----- Text section -----
Biķernieki Complex Sports Base is a racing circuit and cross-country skiing course in  the Biķernieki Forest in Riga. Adjacent to the racing circuit is the Riga Speedway Stadium.

History
In 1962, the design of the track was started. Eduardu Kiopi was appointed director of the sports complex, and the project manager was Gunars Binde. A group of specialists were also invited: Peter Dzenis, Janis Roops, Karlis Rība and Vilnis Vasulis. During the first phase of the project, it was planned to create two circles which initially were to be used for motorcycle racing and kart racing.

In January 1966 the construction of the circuit began. The first difficulties appeared as there were swamps and underground springs at the start line for the karts, so in places, constructors had to dig up to seven metres deep and fill it with several tens of thousands of cubic metres of sand. Because of the difficulty of building the track, many local volunteers were involved in the project. In July of the same year, the first races were held there, with motorcycle races in six different classes taking place.
----- Material provided -----
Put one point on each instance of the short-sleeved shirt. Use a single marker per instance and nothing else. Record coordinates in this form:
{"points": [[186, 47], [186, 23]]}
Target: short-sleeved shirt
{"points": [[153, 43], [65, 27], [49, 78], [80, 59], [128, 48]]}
-----
--- Set of tasks ---
• A. According to the Biķernieki text, who was appointed director of the sports complex?
• B. Reproduce the passage of the Biķernieki text that begins at the words "Biķernieki Complex Sports" and stops after "and kart racing.", substituting "race track" for "racing circuit" throughout.
• C. Render this sentence from the Biķernieki text in German: "In July of the same year, the first races were held there, with motorcycle races in six different classes taking place."

--- Correct answers ---
• A. Eduardu Kiopi

• B.
Biķernieki Complex Sports Base is a race track and cross-country skiing course in  the Biķernieki Forest in Riga. Adjacent to the race track is the Riga Speedway Stadium.

History
In 1962, the design of the track was started. Eduardu Kiopi was appointed director of the sports complex, and the project manager was Gunars Binde. A group of specialists were also invited: Peter Dzenis, Janis Roops, Karlis Rība and Vilnis Vasulis. During the first phase of the project, it was planned to create two circles which initially were to be used for motorcycle racing and kart racing.

• C. Im Juli desselben Jahres fanden dort die ersten Rennen statt, wobei Motorradrennen in sechs verschiedenen Klassen ausgetragen wurden.